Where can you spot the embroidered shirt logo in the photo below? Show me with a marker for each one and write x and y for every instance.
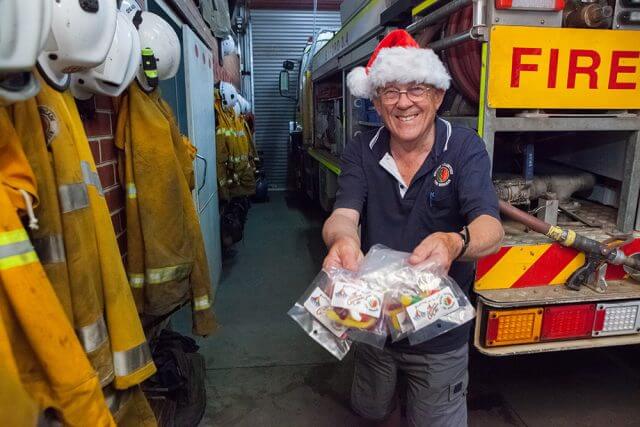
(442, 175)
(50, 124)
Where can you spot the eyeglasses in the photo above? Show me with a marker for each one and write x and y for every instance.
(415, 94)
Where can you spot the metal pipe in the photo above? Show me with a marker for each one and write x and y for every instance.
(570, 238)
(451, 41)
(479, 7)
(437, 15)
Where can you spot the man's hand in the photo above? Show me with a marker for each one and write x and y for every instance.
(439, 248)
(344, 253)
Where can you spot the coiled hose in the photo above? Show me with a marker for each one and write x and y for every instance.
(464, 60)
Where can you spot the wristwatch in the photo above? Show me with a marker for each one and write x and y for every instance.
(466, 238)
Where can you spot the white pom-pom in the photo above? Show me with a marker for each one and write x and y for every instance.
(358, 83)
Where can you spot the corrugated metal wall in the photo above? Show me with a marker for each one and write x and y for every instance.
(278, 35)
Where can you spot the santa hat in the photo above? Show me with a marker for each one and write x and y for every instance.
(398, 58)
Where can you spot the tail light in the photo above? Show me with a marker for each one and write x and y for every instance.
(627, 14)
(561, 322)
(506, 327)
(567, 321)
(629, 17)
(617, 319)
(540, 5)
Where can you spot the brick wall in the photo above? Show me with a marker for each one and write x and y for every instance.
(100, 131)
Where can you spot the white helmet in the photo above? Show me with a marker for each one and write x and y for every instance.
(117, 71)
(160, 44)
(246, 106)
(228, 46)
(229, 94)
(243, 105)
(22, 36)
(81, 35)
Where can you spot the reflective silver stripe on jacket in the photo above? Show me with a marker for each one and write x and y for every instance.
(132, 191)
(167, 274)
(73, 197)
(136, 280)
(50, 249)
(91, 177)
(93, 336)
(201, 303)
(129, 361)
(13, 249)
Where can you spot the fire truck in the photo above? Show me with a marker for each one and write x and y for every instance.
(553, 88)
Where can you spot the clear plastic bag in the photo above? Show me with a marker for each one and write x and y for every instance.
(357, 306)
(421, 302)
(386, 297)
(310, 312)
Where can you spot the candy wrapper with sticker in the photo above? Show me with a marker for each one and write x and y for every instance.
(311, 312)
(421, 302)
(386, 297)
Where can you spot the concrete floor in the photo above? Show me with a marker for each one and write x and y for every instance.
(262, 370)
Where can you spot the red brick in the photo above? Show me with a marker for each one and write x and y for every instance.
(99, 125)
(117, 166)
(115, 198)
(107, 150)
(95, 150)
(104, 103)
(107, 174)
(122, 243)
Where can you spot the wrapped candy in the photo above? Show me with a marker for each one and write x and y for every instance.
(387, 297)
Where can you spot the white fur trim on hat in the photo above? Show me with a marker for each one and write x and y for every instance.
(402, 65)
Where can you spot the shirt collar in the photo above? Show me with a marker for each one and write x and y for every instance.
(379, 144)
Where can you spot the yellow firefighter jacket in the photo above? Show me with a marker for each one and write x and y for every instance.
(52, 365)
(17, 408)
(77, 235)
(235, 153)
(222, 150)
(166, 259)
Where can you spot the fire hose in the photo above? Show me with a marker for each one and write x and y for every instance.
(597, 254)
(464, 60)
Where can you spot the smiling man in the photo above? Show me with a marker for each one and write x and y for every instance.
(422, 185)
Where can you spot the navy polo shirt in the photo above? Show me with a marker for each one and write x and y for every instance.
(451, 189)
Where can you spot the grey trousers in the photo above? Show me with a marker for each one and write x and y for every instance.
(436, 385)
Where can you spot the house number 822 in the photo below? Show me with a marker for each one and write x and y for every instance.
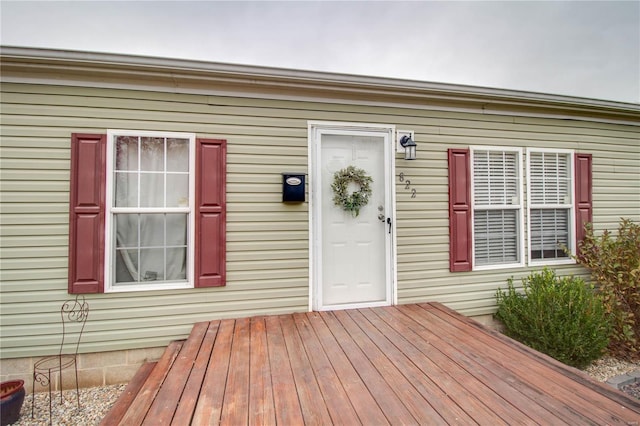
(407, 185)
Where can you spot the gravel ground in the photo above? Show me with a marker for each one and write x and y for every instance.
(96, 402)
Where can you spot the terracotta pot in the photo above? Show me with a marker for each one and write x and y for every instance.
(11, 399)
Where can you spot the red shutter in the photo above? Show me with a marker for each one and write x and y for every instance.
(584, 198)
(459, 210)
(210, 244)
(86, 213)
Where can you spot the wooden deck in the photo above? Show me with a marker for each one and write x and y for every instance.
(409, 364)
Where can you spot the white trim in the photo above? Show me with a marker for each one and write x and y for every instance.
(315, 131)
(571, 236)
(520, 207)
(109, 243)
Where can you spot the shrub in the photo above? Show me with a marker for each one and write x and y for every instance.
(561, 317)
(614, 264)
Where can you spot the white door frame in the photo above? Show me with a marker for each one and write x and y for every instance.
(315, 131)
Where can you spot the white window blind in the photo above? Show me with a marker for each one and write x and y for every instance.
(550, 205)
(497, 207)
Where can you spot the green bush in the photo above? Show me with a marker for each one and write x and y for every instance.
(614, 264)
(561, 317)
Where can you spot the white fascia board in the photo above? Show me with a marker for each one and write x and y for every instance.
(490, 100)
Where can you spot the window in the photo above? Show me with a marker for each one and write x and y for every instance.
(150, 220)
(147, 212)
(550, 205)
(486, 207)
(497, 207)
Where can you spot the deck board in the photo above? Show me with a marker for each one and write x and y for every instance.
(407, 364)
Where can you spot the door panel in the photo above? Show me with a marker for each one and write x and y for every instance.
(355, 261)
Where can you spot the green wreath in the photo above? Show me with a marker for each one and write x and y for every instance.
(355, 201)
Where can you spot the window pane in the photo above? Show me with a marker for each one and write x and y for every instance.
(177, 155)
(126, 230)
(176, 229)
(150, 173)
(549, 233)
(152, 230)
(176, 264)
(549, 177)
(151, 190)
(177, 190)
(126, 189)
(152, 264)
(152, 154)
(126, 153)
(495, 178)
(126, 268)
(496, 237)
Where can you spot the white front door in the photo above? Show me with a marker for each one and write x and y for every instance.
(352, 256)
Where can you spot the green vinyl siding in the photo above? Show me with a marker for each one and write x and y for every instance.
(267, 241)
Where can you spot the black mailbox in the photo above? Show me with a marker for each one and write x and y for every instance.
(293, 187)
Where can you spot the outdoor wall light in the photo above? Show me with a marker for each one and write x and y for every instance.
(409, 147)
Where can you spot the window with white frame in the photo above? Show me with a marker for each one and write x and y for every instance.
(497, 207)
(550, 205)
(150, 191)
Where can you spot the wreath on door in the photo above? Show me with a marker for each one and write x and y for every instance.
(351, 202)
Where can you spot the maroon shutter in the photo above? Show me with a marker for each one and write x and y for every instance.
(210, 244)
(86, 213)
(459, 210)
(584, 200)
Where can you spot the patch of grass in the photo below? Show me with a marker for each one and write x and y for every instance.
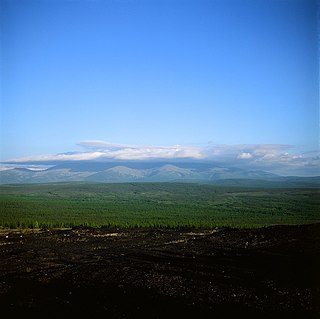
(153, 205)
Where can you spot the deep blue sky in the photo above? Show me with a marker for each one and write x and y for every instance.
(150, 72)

+-------+

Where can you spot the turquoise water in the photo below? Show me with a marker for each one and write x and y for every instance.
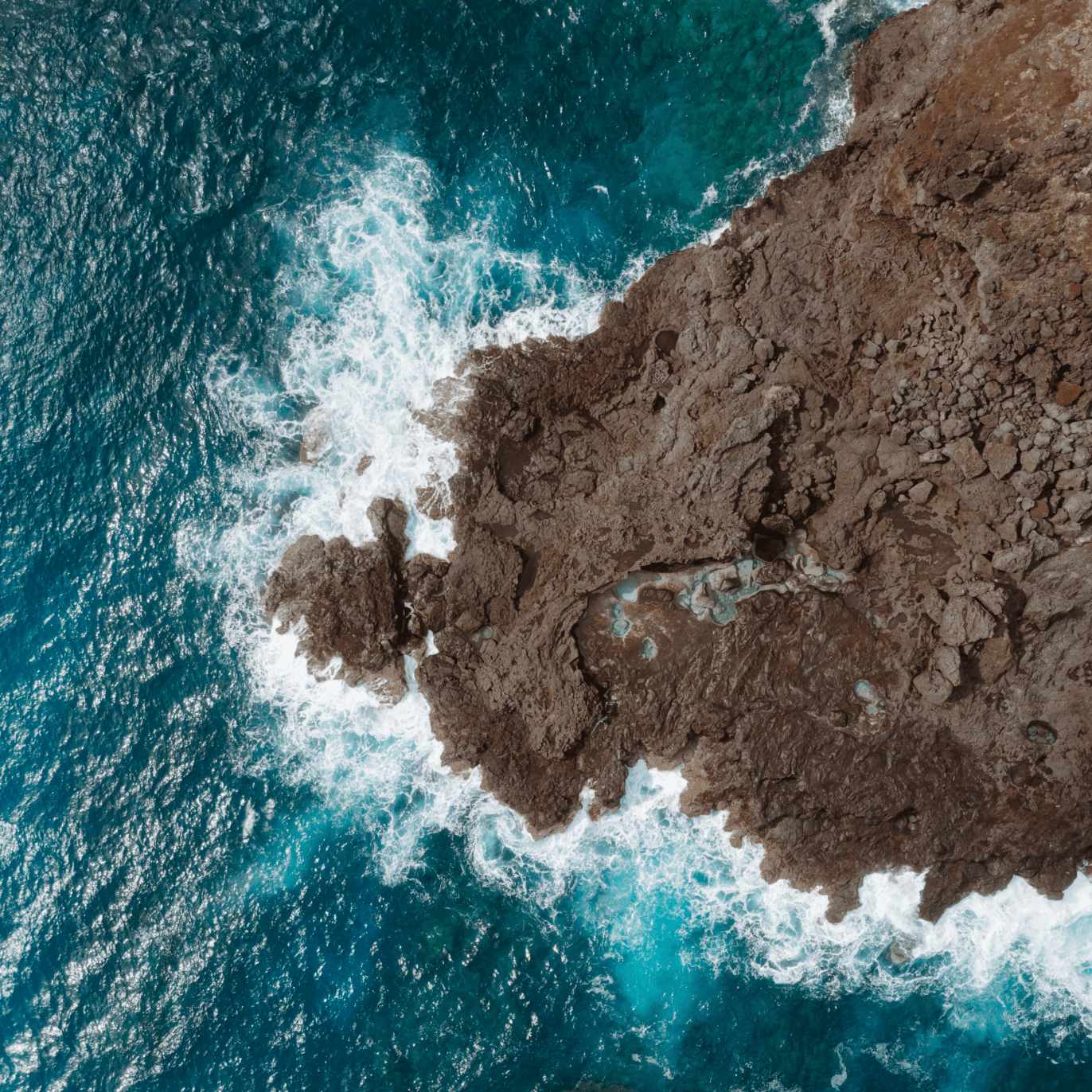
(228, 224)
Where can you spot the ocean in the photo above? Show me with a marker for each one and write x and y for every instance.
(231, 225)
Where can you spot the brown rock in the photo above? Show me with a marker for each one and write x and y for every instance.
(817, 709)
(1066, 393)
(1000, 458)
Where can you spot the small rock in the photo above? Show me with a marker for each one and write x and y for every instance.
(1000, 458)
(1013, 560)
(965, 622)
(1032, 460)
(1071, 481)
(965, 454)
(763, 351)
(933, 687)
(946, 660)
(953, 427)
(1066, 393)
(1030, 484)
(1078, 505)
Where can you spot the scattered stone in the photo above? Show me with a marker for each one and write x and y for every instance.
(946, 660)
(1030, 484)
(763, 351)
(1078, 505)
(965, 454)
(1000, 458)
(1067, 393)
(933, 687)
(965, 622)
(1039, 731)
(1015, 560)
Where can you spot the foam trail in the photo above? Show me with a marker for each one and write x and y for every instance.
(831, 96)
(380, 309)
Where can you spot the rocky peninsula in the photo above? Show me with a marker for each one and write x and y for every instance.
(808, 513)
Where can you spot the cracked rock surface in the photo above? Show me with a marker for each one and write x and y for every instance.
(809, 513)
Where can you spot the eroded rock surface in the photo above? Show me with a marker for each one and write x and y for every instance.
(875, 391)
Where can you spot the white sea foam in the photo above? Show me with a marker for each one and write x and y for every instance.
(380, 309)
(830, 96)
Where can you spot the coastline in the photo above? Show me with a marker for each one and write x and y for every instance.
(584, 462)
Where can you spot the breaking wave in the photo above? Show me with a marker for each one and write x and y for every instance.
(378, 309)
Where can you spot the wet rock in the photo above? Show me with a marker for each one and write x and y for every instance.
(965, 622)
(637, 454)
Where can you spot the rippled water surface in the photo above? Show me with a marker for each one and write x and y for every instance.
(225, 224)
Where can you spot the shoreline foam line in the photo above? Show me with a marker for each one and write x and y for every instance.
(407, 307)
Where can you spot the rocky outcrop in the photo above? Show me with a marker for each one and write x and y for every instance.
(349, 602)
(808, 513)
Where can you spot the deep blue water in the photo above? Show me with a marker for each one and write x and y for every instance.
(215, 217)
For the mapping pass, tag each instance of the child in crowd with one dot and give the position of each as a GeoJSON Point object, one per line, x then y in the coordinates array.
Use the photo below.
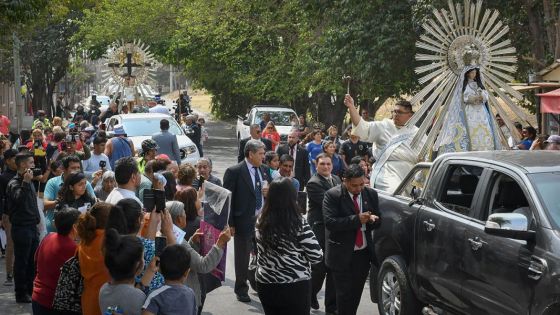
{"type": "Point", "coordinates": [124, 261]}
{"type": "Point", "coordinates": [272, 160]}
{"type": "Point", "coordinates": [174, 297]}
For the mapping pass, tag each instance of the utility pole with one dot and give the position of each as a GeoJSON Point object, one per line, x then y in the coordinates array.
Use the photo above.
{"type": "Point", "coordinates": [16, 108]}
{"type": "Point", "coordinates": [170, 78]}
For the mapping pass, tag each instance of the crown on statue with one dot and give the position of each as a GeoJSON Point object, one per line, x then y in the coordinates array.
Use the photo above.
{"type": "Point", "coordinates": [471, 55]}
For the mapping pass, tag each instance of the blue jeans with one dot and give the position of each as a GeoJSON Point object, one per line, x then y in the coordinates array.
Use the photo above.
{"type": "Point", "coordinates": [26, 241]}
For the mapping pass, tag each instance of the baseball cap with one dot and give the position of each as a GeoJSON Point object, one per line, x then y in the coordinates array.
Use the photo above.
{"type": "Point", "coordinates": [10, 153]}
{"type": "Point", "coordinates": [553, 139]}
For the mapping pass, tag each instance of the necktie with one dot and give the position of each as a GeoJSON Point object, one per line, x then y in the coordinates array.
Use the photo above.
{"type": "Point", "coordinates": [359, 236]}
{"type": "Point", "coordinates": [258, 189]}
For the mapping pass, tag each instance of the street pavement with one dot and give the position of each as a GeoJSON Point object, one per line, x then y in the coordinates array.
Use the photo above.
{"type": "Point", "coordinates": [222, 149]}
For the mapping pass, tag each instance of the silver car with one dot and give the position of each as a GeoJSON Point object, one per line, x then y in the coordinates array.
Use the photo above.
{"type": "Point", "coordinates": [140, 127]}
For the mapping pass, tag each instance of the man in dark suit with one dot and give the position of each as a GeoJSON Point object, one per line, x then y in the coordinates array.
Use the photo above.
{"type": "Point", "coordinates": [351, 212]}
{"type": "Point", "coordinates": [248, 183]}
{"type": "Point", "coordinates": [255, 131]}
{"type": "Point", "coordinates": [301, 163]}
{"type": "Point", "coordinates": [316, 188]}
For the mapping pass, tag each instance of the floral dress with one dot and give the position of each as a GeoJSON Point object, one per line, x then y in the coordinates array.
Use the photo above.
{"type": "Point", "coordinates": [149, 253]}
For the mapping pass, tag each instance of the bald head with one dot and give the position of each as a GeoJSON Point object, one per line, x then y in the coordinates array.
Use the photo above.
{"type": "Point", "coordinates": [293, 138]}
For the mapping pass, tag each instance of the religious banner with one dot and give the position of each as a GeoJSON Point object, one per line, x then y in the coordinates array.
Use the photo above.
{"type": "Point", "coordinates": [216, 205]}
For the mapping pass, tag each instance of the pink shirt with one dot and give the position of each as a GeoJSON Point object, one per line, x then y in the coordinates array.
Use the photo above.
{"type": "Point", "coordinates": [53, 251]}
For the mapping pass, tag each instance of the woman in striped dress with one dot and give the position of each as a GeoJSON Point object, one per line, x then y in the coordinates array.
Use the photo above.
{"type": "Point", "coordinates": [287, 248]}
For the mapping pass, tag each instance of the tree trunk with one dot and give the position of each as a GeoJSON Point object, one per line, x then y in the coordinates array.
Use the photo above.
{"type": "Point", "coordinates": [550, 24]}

+-------+

Pick out and copy every line in the records above that contains the word "deck", matching case.

Where can you spot the wooden deck in the photo above? Show me with a marker for each one and write x and y for every instance.
Where can you spot the deck board in the photo above? Show me with a marker for each one and write x and y for every instance.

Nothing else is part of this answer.